* _ISTRUZIONI DI LAVORO_
Restituisci le righe di tutte le voci qui sotto senza cambiare nulla.

(Estratti dalle voci di segmentazione)
>>
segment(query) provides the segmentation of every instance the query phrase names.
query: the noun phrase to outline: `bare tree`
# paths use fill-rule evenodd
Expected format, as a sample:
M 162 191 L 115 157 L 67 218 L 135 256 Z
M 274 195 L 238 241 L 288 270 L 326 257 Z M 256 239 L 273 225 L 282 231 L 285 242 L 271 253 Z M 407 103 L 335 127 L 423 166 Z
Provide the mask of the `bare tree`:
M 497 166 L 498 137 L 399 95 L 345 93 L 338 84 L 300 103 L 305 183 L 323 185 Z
<<
* _RISPOSTA DELL'ESERCIZIO_
segment(query) provides the segmentation of every instance the query phrase names.
query: the noun phrase to outline: `bare tree`
# paths use fill-rule evenodd
Expected format, as a sample:
M 162 191 L 115 157 L 67 218 L 135 256 Z
M 274 195 L 238 241 L 288 270 L 326 257 Z M 256 239 L 273 225 L 282 231 L 285 242 L 271 253 Z M 407 103 L 335 127 L 423 166 Z
Provide the mask of the `bare tree`:
M 497 166 L 498 137 L 399 95 L 345 93 L 338 84 L 300 103 L 305 183 L 323 185 Z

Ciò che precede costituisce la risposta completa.